Activity – Please rewrite the article on junior pay rates from "Unions on Thursday" to "increase for 17-year-olds.", changing "watchdog" to "regulator".

[[ Extract provided, beginning ]]

Young workers across the nation could soon get a pay bump as unions seek to bring 18-year-old workers’ earnings in line with the adult wage.

Unions on Thursday filed a “groundbreaking” application asking the industrial relations watchdog to abolish “discriminatory” junior rates in retail, fast food and pharmacy awards and pay the full adult rate for workers 18 and over.

Currently, workers under the age of 20 in retail, fast food and pharmacy are paid less than the full adult wage.

Younger workers in those sectors across Australia will see a lift in wages if the case is successful, with benefits expected to flow onto enterprise agreements with junior rates.

The proposed changes could also result in a pay bump of between five to 10 per cent for workers under 16 to 50 per cent of the award and a 15 per cent pay increase for 17-year-olds.

The Shop, Distributive and Allied Employees Association national secretary Gerard Dwyer said some retail and fast food workers had many years experience in the sector by the time they were 18.

“If you’re of adult age, you should be paid an adult wage,” Mr Dwyer said

“There is no justification for them being paid 30 per cent less.”

The union said young people in Australia faced the same cost-of-living pressures as everyone else but were discriminated against in terms of wages.

The Australian Retailers Association accused the unions of rushing through the bid without consulting with industry.

Chief executive Paul Zahra said there was a fine line to keep conditions sustainable for both employees and employers.

“Junior rates are used to incentivise employment of young people who are less skilled, giving them an entry point for their careers,” Mr Zahra said.

“Without these rates, these young people may otherwise struggle to compete against older, more experienced applicants.”

He is concerned about the impacts the proposed changes could have on struggling retailers experiencing a “cost of doing business” crisis.

“Many employers in the retail, fast food and pharmacy sectors are small businesses – mum and dad operators – who are severely challenged and simply can’t afford another wage hike,” Mr Zahra said.

The Fair Work Commission on Monday raised the minimum and award wages by 3.75 per cent from July.

[[ Extract provided, end ]]
[[ Dataset excerpts, beginning ]]

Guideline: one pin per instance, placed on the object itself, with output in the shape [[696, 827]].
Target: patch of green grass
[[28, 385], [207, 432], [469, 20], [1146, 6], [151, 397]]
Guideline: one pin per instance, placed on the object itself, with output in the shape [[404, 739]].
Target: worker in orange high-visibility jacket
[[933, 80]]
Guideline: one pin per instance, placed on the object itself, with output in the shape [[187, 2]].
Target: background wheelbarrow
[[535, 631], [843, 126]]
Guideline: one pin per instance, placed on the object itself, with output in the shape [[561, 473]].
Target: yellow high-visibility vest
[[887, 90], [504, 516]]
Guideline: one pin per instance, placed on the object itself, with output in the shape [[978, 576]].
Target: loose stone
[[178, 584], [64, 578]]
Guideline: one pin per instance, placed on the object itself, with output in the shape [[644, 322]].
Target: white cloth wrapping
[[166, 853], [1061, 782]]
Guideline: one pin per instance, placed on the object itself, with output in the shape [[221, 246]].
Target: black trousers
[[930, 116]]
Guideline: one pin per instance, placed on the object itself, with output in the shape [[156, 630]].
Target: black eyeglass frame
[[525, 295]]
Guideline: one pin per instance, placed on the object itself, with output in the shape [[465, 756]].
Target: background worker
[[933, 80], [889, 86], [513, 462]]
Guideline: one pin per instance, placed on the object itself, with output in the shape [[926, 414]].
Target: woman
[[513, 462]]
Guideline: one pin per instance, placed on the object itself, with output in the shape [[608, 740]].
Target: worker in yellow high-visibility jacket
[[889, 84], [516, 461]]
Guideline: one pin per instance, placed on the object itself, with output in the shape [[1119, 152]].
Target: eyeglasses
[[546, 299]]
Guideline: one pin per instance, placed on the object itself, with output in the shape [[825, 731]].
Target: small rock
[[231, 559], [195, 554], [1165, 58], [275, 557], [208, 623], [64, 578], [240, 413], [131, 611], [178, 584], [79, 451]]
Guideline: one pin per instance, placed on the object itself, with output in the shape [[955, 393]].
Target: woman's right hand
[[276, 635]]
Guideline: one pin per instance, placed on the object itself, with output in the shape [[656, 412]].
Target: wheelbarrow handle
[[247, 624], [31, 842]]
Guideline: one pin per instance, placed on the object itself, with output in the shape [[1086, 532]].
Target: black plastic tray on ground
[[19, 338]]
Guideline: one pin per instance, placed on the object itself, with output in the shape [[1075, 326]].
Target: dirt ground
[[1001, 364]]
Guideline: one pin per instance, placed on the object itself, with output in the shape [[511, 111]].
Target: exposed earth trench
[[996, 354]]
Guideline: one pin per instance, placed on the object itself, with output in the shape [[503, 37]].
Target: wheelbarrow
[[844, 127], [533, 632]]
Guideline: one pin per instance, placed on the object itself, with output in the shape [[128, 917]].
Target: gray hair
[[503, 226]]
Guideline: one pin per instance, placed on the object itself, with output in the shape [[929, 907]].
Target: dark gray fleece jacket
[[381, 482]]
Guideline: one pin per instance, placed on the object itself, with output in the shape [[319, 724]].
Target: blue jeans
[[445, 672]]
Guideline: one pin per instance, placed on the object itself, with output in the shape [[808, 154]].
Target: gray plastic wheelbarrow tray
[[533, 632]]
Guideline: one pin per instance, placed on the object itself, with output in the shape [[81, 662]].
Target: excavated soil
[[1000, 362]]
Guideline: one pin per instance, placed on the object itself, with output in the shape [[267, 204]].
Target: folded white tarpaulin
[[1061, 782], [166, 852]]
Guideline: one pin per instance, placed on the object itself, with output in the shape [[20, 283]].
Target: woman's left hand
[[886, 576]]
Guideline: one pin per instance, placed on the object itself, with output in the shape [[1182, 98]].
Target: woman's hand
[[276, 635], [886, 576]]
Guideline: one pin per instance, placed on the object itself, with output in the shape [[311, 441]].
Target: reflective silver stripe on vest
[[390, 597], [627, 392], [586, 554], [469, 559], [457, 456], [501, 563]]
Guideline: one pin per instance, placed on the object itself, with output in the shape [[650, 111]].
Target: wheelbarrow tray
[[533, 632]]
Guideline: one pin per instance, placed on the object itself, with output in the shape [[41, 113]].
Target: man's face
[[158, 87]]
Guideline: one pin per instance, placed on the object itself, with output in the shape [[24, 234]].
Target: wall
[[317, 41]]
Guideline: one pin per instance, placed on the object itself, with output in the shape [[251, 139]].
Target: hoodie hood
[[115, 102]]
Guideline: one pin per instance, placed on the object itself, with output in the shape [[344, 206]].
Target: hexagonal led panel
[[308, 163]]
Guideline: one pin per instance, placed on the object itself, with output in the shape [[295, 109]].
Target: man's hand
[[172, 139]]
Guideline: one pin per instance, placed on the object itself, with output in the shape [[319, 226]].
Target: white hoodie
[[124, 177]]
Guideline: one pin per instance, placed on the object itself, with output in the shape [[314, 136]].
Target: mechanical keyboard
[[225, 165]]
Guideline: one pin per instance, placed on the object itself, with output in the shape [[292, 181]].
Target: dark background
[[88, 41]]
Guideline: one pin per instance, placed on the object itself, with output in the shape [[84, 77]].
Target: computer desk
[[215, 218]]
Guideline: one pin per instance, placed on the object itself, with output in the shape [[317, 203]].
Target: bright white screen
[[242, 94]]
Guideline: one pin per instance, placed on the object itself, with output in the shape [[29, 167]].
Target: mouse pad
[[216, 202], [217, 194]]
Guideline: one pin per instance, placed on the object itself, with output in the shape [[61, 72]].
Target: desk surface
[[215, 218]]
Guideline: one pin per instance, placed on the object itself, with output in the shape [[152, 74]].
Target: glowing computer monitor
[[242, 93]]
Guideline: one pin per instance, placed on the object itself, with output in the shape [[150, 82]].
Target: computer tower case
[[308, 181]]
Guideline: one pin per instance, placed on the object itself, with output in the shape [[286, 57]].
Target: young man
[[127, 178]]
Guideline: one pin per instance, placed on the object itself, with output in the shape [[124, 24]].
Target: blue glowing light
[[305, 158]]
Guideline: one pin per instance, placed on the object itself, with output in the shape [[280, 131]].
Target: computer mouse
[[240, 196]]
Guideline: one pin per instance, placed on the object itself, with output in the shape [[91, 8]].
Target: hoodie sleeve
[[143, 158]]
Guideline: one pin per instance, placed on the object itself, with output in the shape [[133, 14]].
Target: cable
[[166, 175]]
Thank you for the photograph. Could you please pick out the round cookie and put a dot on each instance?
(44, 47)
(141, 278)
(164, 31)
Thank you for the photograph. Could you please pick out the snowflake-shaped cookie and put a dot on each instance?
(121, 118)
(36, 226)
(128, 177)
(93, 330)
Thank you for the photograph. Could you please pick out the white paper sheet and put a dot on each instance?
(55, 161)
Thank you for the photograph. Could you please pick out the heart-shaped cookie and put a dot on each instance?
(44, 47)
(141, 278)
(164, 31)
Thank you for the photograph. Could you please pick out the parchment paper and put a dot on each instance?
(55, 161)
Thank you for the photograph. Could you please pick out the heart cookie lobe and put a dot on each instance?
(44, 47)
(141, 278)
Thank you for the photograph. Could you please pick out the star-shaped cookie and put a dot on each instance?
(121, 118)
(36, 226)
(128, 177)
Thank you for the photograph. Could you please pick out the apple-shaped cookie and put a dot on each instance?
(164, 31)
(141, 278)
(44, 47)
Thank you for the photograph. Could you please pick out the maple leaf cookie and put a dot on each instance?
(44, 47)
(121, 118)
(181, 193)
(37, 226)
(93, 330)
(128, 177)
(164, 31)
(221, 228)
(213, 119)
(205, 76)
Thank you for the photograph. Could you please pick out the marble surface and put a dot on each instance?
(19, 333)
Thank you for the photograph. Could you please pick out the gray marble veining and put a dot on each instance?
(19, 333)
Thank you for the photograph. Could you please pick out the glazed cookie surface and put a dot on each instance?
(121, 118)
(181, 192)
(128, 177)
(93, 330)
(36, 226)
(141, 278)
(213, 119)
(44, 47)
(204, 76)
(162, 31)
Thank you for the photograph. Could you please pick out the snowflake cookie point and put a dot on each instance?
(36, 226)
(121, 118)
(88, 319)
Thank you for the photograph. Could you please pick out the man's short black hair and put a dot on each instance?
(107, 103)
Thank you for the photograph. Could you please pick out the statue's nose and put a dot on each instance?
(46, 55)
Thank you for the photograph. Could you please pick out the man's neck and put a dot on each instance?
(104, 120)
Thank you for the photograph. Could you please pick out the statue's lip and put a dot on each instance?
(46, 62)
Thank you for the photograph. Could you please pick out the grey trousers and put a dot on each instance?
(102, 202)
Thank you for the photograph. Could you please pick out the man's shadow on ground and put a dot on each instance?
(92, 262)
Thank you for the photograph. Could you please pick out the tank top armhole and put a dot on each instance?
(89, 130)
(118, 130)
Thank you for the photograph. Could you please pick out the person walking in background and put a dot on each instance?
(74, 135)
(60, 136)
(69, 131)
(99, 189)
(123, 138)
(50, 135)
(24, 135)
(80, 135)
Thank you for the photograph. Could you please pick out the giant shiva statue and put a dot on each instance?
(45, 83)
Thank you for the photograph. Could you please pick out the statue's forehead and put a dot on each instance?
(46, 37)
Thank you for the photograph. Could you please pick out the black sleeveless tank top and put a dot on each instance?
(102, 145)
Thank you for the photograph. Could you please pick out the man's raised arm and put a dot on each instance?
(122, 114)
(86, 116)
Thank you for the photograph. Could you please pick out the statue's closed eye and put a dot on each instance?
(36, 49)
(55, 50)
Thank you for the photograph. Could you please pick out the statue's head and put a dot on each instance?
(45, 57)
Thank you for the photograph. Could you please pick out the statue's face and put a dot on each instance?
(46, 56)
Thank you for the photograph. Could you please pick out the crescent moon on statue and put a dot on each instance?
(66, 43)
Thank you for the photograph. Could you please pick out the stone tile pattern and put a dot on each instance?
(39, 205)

[[ Dataset excerpts, end ]]

Solution to this problem –
Unions on Thursday filed a “groundbreaking” application asking the industrial relations regulator to abolish “discriminatory” junior rates in retail, fast food and pharmacy awards and pay the full adult rate for workers 18 and over.

Currently, workers under the age of 20 in retail, fast food and pharmacy are paid less than the full adult wage.

Younger workers in those sectors across Australia will see a lift in wages if the case is successful, with benefits expected to flow onto enterprise agreements with junior rates.

The proposed changes could also result in a pay bump of between five to 10 per cent for workers under 16 to 50 per cent of the award and a 15 per cent pay increase for 17-year-olds.